Текст для анализа –
____

Что касается отношений, мобильных телефонов тогда, разумеется, еще не было, и в нашем доме на полке в прихожей, как и во многих других, был лишь черный бакелитовый телефон с коричневым плетеным проводом. Когда у меня появилась девушка, не было никаких шансов на то, чтобы весь вечер спокойно шептать ей всякие нежности: уже спустя две минуты в коридоре появлялся отец и спрашивал, кто будет платить за звонок. Кажется, я в итоге привел ее домой, чтобы познакомить с отцом и Джойс. Как бы то ни было, моя девушка была частью моей другой жизни — уличной. У Саймона тоже появилась другая жизнь, но проходила она в четырех стенах дома его родителей — точнее, в его собственной голове.
Лишь годы спустя до меня дошло, что Саймон, должно быть, пребывал в сильнейшей депрессии. А также то, что я ошибочно винил во всем Фиону, в то время как на самом деле она была не причиной, а лишь триггером, спровоцировавшим уже давно назревавший внутри Саймона взрыв. В то время про подростковую депрессию особо не говорили — даже диагноза такого толком не существовало. Мы все еще жили в послевоенное во многих смыслах время, и все от него ожидали, что он будет держать свои эмоции при себе, даже его крайне успешные родители. Им казалось, что он их подвел, и хоть они и были очень хорошими людьми, этого было не скрыть.
Только теперь я понимаю, что именно депрессией, должно быть, объяснялся его отсутствующий вид на уроках, пьянство втихую, которое вышло далеко за рамки экспериментов школьника, а также то, почему мой когда-то уверенный в себе друг практически перестал как-либо взаимодействовать с окружающим миром.

____

Выдержки из данных –

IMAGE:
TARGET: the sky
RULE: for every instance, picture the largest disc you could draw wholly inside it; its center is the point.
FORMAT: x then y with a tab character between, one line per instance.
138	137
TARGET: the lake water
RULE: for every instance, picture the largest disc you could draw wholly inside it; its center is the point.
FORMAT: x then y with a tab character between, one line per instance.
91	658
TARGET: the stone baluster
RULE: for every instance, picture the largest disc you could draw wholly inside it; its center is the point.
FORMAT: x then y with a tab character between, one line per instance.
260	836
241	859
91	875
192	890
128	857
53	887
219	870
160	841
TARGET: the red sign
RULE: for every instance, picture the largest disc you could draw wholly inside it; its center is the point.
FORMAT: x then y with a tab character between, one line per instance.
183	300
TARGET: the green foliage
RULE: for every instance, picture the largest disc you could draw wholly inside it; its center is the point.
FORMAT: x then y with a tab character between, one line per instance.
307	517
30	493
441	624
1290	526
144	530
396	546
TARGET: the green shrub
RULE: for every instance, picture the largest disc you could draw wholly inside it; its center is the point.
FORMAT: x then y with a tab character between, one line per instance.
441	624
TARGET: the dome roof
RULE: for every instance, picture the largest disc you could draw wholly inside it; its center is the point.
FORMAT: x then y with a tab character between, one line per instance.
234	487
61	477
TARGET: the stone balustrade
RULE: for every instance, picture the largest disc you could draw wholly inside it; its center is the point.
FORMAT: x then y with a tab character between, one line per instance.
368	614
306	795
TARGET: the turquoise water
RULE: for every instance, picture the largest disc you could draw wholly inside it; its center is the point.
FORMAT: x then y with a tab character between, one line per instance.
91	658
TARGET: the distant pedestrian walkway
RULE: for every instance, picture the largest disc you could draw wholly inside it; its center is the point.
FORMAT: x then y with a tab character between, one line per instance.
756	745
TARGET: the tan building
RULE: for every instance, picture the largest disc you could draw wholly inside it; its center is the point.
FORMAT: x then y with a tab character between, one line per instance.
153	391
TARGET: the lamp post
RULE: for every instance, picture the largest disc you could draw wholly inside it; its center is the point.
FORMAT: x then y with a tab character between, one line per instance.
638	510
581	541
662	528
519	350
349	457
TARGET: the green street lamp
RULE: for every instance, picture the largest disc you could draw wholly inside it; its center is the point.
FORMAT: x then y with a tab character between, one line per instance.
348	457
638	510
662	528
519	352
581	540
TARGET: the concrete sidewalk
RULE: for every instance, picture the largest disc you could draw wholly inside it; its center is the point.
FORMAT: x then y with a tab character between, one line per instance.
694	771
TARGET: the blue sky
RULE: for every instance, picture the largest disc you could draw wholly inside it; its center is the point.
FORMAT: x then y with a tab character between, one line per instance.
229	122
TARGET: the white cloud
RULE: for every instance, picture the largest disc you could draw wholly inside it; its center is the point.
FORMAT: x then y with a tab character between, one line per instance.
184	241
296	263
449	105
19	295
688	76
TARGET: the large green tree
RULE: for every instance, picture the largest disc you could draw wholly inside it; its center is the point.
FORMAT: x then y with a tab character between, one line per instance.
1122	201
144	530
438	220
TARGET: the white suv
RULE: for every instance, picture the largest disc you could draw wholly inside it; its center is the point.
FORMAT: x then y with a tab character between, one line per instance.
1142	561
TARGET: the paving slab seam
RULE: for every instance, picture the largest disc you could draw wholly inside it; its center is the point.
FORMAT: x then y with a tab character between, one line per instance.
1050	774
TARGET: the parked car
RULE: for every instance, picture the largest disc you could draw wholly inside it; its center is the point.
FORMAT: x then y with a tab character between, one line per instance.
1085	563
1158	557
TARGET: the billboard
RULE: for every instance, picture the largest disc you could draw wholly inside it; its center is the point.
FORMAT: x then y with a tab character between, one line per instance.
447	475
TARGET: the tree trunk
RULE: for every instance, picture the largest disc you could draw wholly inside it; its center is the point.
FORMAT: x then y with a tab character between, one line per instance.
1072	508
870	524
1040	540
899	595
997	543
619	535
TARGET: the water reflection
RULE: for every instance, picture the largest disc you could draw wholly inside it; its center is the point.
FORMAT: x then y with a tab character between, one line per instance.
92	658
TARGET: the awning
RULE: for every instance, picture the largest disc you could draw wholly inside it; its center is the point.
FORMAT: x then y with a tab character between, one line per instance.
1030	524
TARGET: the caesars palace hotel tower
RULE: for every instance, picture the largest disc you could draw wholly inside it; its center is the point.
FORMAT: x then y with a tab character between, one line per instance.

____

Задачи для решения –
1. Определите, согласуется ли с текстом о Саймоне каждое утверждение: (а) в доме рассказчика был мобильный телефон; (б) рассказчик позднее понял, что Фиона не была причиной состояния Саймона; (в) в то время о подростковой депрессии говорили открыто. Ответьте «да» или «нет» и приведите решающие слова текста дословно.
2. Напишите продолжение текста о Саймоне, начиная сразу после его последнего предложения.

Ответы к задачам –
1.
(а) Нет: «мобильных телефонов тогда, разумеется, еще не было».
(б) Да: «на самом деле она была не причиной, а лишь триггером».
(в) Нет: «В то время про подростковую депрессию особо не говорили».

2.
Результаты моих собственных выпускных экзаменов оказались далеко не блестящими — для поступления на медицинский этих отметок было недостаточно.
Прошло несколько напряженных дней, пока меня все-таки приняли по дополнительному набору в Университетский колледж Лондона. Я надеялся, что не занял место, освобожденное Саймоном. Мне было грустно и жаль его, но в то же время в душе я радовался, что не провалил выпускные экзамены. Одному богу известно, как отреагировал бы на это отец. И я уж точно ожидал праведного гнева из-за своих весьма посредственных результатов, но, к облегчению, он очень меня поддержал, когда я договаривался о зачислении по дополнительному набору.
Итак, я уехал учиться в Университетский колледж, чтобы начать долгую медицинскую подготовку. Пережив период как минимум крайнего несчастья, а то и вовсе психического кризиса, Саймон в итоге все-таки тоже поступил в Университетский колледж Лондона. Он больше не был прежним и едва справлялся. Как с эмоциями, так и с учебой. Как-то мы стояли вместе в студенческом баре, и до меня не сразу дошло, что он был там сразу с двумя компаниями, расположившимися в разных концах бара, и поочередно выпивал с каждой.
Я стал сильно беспокоиться о нем. Наконец я пошел к одному очень уважаемому профессору, чтобы поделиться своими переживаниями о друге. Он кивнул. Оказалось, что как-то раз Саймон заявился пьяным на одну из его потрясающих лекций, поэтому он был в курсе проблемы.
— Не переживай, — сказал мне позже профессор. — Я поговорил с ним, и теперь все под контролем. Я обещал ему бутылку виски, если он сдаст экзамены.
Он был профессором, и я не осмелился оспаривать его логику.
Юноша, чье тело лежало передо мной, вполне мог быть очередным Саймоном. Человеком, потерявшим себя в столь непростом возрасте. Может, девушка в палатке была очередной Фионой?
Мы покинули секционную, дав возможность сотрудникам морга привести Джея в порядок и тщательно прибрать в ней, прежде чем закатить из смотровой Амелию. Ее родители приехали на опознание, пока мы были заняты Джеем. Мы замолчали, услышав рыдания, разносящиеся эхом далеко по коридору. Когда работники морга закончили и пришли на перерыв и чашку чая, мы направились переодеться в чистые медицинские костюмы, после чего вернулись в секционную.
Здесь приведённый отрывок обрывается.